ASSIGNMENT 1:
From the news report on Chris Doyle's separation from Iowa, extract the passage starting with "Doyle, who had" and going on through "centered on Doyle.".
ASSIGNMENT 2:
List every day, date, or year that the news report on Chris Doyle's separation from Iowa names.
ASSIGNMENT 3:
Give the text that follows the final sentence of the news report on Chris Doyle's separation from Iowa.

TEXT PROVIDED:
********

Iowa has reached a separation agreement with longtime football strength coach Chris Doyle, the school announced Monday.
The agreement, signed Sunday, is effective immediately.
Doyle, who had led Iowa’s strength and conditioning program since 1999, was placed on paid administrative leave June 6 after a large group of former players had spoken out about mistreatment in the program. Most of the allegations came from black players and centered on Doyle.
Some players also made allegations toward head coach Kirk Ferentz and several on-field assistants.
Doyle, the nation’s highest-paid strength coach at $800,000 annually, will receive 15 months’ salary, which equates to two payments of $556,249.50. He and his family will receive benefits from Iowa for 15 months or until he finds employment elsewhere. He is also prohibited from seeking employment at Iowa or holding strength and conditioning camps at the university.
“Iowa City has been home to our family for 21 years,” Doyle said in a prepared statement. “I am grateful Iowa football provided an opportunity to work with incredible players, coaches, and support staff. I have worked diligently to make a positive impact on the lives of student-athletes, support them as they speak out, and look forward to continued growth. I am confident that my record and character will be confirmed in the course of the independent review. The university and I have reached an agreement and it is time to move on from Iowa football. My family and I are looking forward to the next chapter.”

********

RECORDS PROVIDED:

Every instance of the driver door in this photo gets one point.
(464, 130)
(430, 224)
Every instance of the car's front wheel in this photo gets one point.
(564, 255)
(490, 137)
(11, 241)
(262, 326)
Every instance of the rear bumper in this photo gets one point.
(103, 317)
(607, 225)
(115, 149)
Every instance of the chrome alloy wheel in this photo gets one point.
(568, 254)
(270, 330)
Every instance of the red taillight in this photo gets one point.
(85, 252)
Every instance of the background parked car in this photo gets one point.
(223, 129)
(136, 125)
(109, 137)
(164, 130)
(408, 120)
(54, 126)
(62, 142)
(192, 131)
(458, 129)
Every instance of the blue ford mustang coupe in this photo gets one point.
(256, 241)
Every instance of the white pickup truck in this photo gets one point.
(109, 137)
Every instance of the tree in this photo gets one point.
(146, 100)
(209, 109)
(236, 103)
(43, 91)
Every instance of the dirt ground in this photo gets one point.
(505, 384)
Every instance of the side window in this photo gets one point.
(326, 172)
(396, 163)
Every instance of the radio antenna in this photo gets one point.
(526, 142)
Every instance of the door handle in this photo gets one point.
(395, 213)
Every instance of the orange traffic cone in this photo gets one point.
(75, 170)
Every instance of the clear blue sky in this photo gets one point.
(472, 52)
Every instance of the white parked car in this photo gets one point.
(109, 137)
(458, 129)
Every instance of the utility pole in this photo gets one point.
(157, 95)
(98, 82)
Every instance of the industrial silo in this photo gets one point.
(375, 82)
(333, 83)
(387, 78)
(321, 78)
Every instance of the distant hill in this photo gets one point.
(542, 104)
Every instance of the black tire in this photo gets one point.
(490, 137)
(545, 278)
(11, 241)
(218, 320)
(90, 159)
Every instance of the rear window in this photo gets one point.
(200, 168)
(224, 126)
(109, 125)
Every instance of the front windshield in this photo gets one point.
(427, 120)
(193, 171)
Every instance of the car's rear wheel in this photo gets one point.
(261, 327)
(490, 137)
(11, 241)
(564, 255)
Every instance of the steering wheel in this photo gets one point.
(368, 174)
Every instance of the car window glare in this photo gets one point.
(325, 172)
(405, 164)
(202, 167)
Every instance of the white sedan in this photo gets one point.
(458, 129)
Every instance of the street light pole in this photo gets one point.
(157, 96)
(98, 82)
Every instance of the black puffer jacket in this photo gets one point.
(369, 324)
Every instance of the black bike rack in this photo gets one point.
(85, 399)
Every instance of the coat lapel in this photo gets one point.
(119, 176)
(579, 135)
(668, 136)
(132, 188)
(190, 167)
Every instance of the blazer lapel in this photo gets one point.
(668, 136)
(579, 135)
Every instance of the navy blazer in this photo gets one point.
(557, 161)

********

ANSWER BOX 1:
Doyle, who had led Iowa’s strength and conditioning program since 1999, was placed on paid administrative leave June 6 after a large group of former players had spoken out about mistreatment in the program. Most of the allegations came from black players and centered on Doyle.

ANSWER BOX 2:
Monday
Sunday
June 6
1999

ANSWER BOX 3:
In a June 7 statement, Doyle said he never “crossed the line of unethical behavior or bias based on race.” Former players alleged Doyle disparaged, demeaned and bullied them while in the program.
Iowa athletic director Gary Barta will address the media at 2 p.m. ET, but Iowa stated in a news release announcing the separation agreement that it will not be commenting further on Doyle pending an independent review. Doyle’s son, Dillon, a linebacker for Iowa, announced last week he would be entering the NCAA’s transfer portal.
Raimond Braithwaite will continue as Iowa’s interim director of strength and conditioning. Braithwaite has been an assistant under Doyle since 2008 — he also worked with the program from 2002 to 2004 — and led last week’s voluntary team workouts.
Adam Rittenberg reports on Iowa reaching a separation agreement with football strength coach Chris Doyle.
Ferentz on Friday reiterated his support for the remaining coaches and staff, none of whom have been placed on leave or had their roles altered. He declined to comment on Doyle or the allegations, only saying that keeping Doyle in his role “just wasn’t a workable environment” amid the review.
Doyle led Iowa’s strength and conditioning program throughout Ferentz’s tenure. Ferentz said many of the allegations from former players concerning Doyle came as a surprise to him.
“Coach Doyle probably has more power than any position coach there,” former Iowa defensive back Diauntae Morrow told ESPN last week. “If Coach Ferentz is the CEO, Coach Doyle is the COO. Coach Doyle is the longest-tenured coach with Coach Ferentz, so what does that say? You’re working with the guy for that many years, you mean to tell me you don’t know what type of person he is?”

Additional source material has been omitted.